Copy every line of the data exactly, leaving nothing out.
*** Begin section ***
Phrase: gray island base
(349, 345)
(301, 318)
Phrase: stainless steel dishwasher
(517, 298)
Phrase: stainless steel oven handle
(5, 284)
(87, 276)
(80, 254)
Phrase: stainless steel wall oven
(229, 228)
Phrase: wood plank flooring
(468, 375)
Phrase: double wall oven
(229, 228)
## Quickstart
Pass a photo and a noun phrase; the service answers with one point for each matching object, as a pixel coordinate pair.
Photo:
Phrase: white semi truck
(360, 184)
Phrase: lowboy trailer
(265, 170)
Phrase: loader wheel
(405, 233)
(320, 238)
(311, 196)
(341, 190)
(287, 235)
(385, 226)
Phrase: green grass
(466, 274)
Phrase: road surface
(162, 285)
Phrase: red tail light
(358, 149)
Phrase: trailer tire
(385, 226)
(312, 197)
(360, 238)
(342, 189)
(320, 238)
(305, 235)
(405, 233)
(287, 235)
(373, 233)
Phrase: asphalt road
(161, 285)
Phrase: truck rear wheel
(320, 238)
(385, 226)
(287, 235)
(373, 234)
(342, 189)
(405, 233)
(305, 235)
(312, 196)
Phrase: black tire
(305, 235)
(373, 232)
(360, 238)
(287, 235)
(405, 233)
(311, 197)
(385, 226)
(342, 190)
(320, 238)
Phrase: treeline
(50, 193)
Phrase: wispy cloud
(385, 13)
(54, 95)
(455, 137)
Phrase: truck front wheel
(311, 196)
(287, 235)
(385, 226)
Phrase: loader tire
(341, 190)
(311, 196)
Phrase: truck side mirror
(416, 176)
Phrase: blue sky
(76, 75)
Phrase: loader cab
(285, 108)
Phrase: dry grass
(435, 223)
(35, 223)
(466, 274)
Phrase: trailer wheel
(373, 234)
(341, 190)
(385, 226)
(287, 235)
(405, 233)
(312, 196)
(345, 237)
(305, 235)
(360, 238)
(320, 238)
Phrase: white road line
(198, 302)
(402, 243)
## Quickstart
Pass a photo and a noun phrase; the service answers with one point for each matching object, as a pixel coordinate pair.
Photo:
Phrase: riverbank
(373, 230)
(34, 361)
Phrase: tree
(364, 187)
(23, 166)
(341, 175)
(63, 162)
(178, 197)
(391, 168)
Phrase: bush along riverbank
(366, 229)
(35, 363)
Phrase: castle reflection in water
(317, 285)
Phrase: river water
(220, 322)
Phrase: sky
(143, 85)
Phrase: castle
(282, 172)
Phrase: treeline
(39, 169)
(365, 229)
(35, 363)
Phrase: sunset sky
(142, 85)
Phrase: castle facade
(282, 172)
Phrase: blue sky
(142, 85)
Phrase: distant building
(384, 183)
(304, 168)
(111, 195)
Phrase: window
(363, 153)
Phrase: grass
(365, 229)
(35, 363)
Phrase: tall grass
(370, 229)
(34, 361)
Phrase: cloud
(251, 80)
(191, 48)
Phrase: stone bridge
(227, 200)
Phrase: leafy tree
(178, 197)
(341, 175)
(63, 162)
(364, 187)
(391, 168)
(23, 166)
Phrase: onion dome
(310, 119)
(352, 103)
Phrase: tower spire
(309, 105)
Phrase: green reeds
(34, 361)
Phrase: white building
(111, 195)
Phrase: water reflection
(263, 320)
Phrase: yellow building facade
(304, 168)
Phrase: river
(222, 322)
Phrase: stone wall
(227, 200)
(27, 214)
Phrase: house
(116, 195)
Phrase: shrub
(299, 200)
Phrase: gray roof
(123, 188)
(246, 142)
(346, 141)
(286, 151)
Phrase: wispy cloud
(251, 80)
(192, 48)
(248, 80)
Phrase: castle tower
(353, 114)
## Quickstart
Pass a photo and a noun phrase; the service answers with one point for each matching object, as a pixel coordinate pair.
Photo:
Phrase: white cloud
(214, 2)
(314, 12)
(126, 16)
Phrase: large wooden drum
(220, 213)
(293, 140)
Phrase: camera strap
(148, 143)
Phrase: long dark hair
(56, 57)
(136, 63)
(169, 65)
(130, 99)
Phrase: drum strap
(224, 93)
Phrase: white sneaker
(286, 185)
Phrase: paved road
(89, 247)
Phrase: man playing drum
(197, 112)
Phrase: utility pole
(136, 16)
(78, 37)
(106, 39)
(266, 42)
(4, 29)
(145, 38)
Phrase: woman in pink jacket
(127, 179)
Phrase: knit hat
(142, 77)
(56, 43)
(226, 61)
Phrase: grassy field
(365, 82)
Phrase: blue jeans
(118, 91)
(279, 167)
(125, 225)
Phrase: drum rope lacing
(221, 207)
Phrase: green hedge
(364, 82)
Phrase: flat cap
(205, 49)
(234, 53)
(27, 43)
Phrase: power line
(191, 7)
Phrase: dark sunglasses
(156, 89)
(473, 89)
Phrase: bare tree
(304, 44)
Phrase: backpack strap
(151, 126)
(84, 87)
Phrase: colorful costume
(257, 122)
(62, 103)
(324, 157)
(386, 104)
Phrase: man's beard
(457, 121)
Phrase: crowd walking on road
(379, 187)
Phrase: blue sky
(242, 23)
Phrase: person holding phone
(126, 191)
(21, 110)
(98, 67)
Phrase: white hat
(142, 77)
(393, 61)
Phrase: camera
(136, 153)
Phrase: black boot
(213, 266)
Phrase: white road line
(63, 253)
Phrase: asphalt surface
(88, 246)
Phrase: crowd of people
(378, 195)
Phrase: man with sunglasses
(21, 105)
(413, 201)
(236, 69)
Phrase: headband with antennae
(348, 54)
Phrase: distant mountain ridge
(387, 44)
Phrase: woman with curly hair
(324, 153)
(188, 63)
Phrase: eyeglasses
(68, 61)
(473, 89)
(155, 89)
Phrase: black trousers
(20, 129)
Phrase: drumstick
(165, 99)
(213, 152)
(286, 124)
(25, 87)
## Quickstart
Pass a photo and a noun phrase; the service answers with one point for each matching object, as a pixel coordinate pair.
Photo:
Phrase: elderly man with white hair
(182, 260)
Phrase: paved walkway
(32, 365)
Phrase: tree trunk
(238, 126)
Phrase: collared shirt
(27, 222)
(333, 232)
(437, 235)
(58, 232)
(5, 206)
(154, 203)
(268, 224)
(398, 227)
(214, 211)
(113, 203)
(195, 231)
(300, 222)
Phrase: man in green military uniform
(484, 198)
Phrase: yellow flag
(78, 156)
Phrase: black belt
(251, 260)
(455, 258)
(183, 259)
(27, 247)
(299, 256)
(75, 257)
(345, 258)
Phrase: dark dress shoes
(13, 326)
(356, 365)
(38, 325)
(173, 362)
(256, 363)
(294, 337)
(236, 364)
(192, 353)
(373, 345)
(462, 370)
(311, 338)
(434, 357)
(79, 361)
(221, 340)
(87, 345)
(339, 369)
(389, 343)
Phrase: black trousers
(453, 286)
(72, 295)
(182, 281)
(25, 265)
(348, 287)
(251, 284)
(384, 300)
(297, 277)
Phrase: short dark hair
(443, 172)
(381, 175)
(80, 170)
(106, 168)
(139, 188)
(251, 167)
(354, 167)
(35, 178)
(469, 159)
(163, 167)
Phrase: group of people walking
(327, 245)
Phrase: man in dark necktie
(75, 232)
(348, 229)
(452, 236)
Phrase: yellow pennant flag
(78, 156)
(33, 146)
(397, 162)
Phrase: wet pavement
*** End section ***
Result of the task:
Phrase: gray island base
(349, 345)
(301, 318)
Phrase: stainless steel dishwasher
(517, 298)
Phrase: stainless steel oven handle
(5, 284)
(87, 276)
(80, 254)
Phrase: stainless steel wall oven
(229, 228)
Phrase: wood plank flooring
(468, 375)
Phrase: double wall oven
(229, 228)
## Quickstart
Pass a photo and a noun phrase; the service answers with one point for each matching object, as a pixel coordinate pair.
Photo:
Phrase: white semi truck
(360, 184)
Phrase: lowboy trailer
(265, 170)
Phrase: loader wheel
(405, 233)
(320, 238)
(311, 196)
(341, 190)
(287, 235)
(385, 226)
Phrase: green grass
(466, 274)
Phrase: road surface
(162, 285)
Phrase: red tail light
(358, 149)
Phrase: trailer tire
(385, 226)
(312, 197)
(360, 238)
(342, 189)
(320, 238)
(305, 235)
(405, 233)
(287, 235)
(373, 233)
Phrase: asphalt road
(161, 285)
Phrase: truck rear wheel
(320, 238)
(385, 226)
(287, 235)
(373, 234)
(342, 189)
(405, 233)
(305, 235)
(312, 196)
Phrase: black tire
(305, 235)
(373, 232)
(360, 238)
(287, 235)
(405, 233)
(311, 197)
(385, 226)
(342, 190)
(320, 238)
Phrase: treeline
(50, 193)
Phrase: wispy cloud
(385, 13)
(54, 95)
(455, 137)
Phrase: truck front wheel
(311, 196)
(287, 235)
(385, 226)
Phrase: loader tire
(341, 190)
(311, 196)
Phrase: truck side mirror
(416, 176)
Phrase: blue sky
(76, 75)
Phrase: loader cab
(285, 108)
Phrase: dry grass
(435, 223)
(35, 223)
(466, 274)
Phrase: trailer wheel
(373, 234)
(341, 190)
(385, 226)
(287, 235)
(405, 233)
(312, 196)
(345, 237)
(305, 235)
(360, 238)
(320, 238)
Phrase: white road line
(198, 302)
(402, 243)
## Quickstart
Pass a photo and a noun phrase; the service answers with one point for each matching object, as a pixel coordinate pair.
Photo:
Phrase: riverbank
(373, 230)
(34, 361)
Phrase: tree
(364, 187)
(23, 166)
(341, 175)
(63, 162)
(178, 197)
(391, 168)
Phrase: bush along riverbank
(366, 229)
(35, 363)
Phrase: castle reflection in water
(317, 285)
Phrase: river water
(220, 322)
Phrase: sky
(143, 85)
Phrase: castle
(282, 172)
Phrase: treeline
(39, 169)
(365, 229)
(35, 363)
Phrase: sunset sky
(142, 85)
Phrase: castle facade
(282, 172)
Phrase: blue sky
(142, 85)
Phrase: distant building
(384, 183)
(304, 168)
(111, 195)
Phrase: window
(363, 153)
Phrase: grass
(365, 229)
(35, 363)
Phrase: tall grass
(370, 229)
(34, 361)
Phrase: cloud
(251, 80)
(191, 48)
Phrase: stone bridge
(227, 200)
Phrase: leafy tree
(178, 197)
(341, 175)
(63, 162)
(364, 187)
(391, 168)
(23, 166)
Phrase: onion dome
(310, 119)
(352, 103)
Phrase: tower spire
(309, 105)
Phrase: green reeds
(34, 361)
Phrase: white building
(111, 195)
Phrase: water reflection
(263, 320)
Phrase: yellow building facade
(304, 168)
Phrase: river
(222, 322)
Phrase: stone wall
(227, 200)
(27, 214)
Phrase: house
(116, 195)
Phrase: shrub
(299, 200)
Phrase: gray roof
(123, 188)
(246, 142)
(346, 141)
(286, 151)
Phrase: wispy cloud
(251, 80)
(192, 48)
(248, 80)
Phrase: castle tower
(353, 114)
## Quickstart
Pass a photo and a noun phrase; the service answers with one point for each matching object, as a pixel coordinate pair.
Photo:
Phrase: white cloud
(214, 2)
(314, 12)
(126, 16)
Phrase: large wooden drum
(220, 213)
(293, 140)
Phrase: camera strap
(148, 143)
Phrase: long dark hair
(56, 57)
(136, 63)
(169, 65)
(130, 99)
Phrase: drum strap
(224, 93)
Phrase: white sneaker
(286, 185)
Phrase: paved road
(89, 247)
Phrase: man playing drum
(197, 112)
Phrase: utility pole
(136, 16)
(78, 37)
(106, 39)
(266, 42)
(4, 29)
(145, 38)
Phrase: woman in pink jacket
(127, 179)
Phrase: knit hat
(142, 77)
(56, 43)
(226, 61)
Phrase: grassy field
(365, 82)
Phrase: blue jeans
(118, 91)
(279, 167)
(125, 225)
Phrase: drum rope lacing
(221, 207)
Phrase: green hedge
(364, 82)
Phrase: flat cap
(205, 49)
(234, 53)
(27, 43)
Phrase: power line
(191, 7)
Phrase: dark sunglasses
(156, 89)
(473, 89)
Phrase: bare tree
(304, 44)
Phrase: backpack strap
(151, 126)
(84, 87)
Phrase: colorful costume
(257, 122)
(62, 103)
(324, 157)
(386, 104)
Phrase: man's beard
(457, 121)
Phrase: crowd walking on road
(379, 187)
Phrase: blue sky
(242, 23)
Phrase: person holding phone
(126, 191)
(21, 110)
(98, 67)
Phrase: white hat
(142, 77)
(393, 61)
Phrase: camera
(136, 153)
Phrase: black boot
(213, 266)
Phrase: white road line
(63, 253)
Phrase: asphalt surface
(88, 246)
Phrase: crowd of people
(378, 195)
Phrase: man with sunglasses
(21, 105)
(413, 201)
(236, 69)
Phrase: headband with antennae
(348, 54)
Phrase: distant mountain ridge
(387, 44)
Phrase: woman with curly hair
(324, 153)
(188, 63)
Phrase: eyeglasses
(68, 61)
(473, 89)
(155, 89)
Phrase: black trousers
(20, 129)
Phrase: drumstick
(165, 99)
(213, 152)
(286, 124)
(25, 87)
## Quickstart
Pass a photo and a noun phrase; the service answers with one point for each matching object, as a pixel coordinate pair.
Photo:
Phrase: elderly man with white hair
(182, 260)
Phrase: paved walkway
(32, 365)
Phrase: tree trunk
(238, 126)
Phrase: collared shirt
(27, 222)
(333, 232)
(437, 235)
(58, 232)
(5, 206)
(154, 203)
(268, 224)
(398, 227)
(214, 211)
(113, 203)
(195, 231)
(300, 222)
Phrase: man in green military uniform
(484, 198)
Phrase: yellow flag
(78, 156)
Phrase: black belt
(251, 260)
(455, 258)
(183, 259)
(27, 247)
(299, 256)
(75, 257)
(345, 258)
Phrase: dark dress shoes
(13, 326)
(356, 365)
(38, 325)
(173, 362)
(256, 363)
(294, 337)
(236, 364)
(192, 353)
(373, 345)
(462, 370)
(311, 338)
(434, 357)
(79, 361)
(221, 340)
(87, 345)
(339, 369)
(389, 343)
Phrase: black trousers
(453, 286)
(72, 295)
(182, 281)
(25, 265)
(348, 287)
(251, 284)
(384, 300)
(297, 277)
Phrase: short dark hair
(443, 172)
(381, 175)
(80, 170)
(106, 168)
(139, 188)
(251, 167)
(354, 167)
(35, 178)
(469, 159)
(163, 167)
Phrase: group of people walking
(327, 245)
Phrase: man in dark necktie
(75, 232)
(348, 229)
(452, 236)
Phrase: yellow pennant flag
(78, 156)
(33, 146)
(397, 162)
Phrase: wet pavement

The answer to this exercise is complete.